TASK INSTRUCTIONS => Rewrite the rows below, requests included, from the line containing "edge in the photo above." through the end of the rows, and scale every coordinate in the answers by 2.55. Round each result to a whole number, rounding halves up.

SOURCE DATA =>
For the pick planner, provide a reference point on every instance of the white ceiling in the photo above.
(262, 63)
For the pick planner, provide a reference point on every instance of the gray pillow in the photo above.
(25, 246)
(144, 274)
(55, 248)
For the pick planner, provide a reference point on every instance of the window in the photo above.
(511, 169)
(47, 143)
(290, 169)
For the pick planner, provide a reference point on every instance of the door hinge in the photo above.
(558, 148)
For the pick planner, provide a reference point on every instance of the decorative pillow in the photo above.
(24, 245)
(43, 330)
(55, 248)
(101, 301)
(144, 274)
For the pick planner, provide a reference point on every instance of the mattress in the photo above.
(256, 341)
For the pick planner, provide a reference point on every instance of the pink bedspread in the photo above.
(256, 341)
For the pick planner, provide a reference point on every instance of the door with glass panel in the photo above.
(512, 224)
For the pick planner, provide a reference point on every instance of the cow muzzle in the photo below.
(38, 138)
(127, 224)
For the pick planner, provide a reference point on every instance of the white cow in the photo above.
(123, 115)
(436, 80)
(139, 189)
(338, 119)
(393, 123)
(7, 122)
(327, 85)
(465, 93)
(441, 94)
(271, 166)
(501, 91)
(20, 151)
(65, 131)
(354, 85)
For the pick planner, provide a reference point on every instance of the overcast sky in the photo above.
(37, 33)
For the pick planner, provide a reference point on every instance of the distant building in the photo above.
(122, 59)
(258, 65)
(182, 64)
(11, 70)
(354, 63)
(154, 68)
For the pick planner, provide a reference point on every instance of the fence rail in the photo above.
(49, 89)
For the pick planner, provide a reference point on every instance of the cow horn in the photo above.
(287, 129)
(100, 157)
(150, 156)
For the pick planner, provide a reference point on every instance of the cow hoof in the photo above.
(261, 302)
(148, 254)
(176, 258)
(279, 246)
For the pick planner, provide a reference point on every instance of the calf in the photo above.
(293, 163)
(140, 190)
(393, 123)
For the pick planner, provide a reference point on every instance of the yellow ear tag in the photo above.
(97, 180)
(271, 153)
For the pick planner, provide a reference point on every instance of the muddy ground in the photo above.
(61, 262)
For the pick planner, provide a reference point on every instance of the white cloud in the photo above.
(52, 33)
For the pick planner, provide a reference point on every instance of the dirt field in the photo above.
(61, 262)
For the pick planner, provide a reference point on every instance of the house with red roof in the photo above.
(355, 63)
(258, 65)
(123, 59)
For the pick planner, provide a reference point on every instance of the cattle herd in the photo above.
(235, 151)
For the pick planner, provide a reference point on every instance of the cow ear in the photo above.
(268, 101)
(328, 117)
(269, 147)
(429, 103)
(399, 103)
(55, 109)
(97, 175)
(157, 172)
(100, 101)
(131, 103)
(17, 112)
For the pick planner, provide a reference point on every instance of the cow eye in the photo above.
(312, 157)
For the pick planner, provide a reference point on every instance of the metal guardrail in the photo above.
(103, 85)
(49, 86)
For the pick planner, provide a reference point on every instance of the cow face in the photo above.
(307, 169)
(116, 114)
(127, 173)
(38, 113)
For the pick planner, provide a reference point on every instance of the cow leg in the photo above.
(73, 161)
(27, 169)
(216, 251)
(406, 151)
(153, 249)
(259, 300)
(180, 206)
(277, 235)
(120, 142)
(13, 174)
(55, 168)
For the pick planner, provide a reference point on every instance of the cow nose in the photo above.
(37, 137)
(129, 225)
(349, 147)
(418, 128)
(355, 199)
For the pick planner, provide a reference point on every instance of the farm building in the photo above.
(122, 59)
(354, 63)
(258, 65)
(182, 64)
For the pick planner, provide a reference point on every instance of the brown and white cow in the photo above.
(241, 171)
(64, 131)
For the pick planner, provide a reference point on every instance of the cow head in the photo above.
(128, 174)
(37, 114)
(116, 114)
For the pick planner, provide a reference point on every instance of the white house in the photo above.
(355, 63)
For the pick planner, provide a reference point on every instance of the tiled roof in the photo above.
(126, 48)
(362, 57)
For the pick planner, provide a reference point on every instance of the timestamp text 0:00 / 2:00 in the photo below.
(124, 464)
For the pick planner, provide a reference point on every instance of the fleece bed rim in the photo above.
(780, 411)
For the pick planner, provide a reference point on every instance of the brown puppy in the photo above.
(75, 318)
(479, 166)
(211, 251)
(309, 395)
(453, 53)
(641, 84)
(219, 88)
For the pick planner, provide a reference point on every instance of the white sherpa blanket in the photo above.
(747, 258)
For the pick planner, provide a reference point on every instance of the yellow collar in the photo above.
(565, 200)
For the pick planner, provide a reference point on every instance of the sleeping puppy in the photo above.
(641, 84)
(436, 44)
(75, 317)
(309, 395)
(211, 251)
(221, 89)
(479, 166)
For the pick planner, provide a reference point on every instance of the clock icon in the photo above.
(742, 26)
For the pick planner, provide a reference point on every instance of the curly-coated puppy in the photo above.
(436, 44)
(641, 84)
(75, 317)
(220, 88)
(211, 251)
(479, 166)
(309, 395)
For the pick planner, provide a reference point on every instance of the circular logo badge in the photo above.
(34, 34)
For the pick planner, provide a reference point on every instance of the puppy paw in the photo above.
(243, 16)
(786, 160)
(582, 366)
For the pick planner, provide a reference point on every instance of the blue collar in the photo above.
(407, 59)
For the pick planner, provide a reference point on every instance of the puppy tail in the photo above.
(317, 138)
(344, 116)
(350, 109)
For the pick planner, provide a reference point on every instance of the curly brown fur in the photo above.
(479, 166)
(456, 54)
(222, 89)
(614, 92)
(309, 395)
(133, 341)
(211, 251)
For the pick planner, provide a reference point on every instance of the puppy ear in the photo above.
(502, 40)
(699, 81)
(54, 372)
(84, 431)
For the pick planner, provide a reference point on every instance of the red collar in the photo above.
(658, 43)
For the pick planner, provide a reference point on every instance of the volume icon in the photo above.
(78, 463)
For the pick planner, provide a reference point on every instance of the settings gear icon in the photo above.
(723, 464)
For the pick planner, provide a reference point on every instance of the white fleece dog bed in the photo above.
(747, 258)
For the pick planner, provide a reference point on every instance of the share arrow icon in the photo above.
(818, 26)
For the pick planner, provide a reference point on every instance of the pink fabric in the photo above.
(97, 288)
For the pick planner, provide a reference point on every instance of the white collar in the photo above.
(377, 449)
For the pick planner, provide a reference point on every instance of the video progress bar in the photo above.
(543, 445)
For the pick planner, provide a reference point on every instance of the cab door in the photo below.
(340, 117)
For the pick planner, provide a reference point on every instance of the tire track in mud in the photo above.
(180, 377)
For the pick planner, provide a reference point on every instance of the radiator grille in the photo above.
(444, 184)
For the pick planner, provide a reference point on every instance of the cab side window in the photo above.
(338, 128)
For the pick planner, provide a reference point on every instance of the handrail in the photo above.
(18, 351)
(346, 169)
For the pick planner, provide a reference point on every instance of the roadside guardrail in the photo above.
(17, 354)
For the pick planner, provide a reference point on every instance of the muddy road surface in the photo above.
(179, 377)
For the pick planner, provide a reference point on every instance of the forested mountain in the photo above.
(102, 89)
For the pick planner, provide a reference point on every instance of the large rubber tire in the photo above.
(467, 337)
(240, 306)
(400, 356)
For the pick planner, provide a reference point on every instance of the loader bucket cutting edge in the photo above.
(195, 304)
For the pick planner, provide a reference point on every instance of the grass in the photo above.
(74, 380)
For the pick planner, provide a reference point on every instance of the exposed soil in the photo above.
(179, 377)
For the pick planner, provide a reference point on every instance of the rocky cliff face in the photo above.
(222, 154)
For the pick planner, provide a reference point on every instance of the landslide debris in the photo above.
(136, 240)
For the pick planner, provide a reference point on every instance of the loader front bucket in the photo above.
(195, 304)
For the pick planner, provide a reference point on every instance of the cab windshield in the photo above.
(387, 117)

SOLUTION BELOW =>
For the pick planner, provide a reference point on every instance of the loader bucket cutting edge in the photo above.
(497, 775)
For the pick planner, provide a reference point on every instance of the grass in the photo above.
(189, 969)
For the pick planner, provide a reference point on every instance of the exposed soil in the photo above.
(456, 961)
For the pick planner, provide a reference point on every instance of the rocky cliff face in the photo above.
(566, 393)
For the pick planner, provide a reference point on every instance of the landslide debris in the photo above.
(347, 612)
For the pick planner, provide a reference point on every instance of the loader front bucket in the photo above.
(497, 775)
For the pick planner, provide a reference point on every instance of the cab windshield in the photo above.
(987, 298)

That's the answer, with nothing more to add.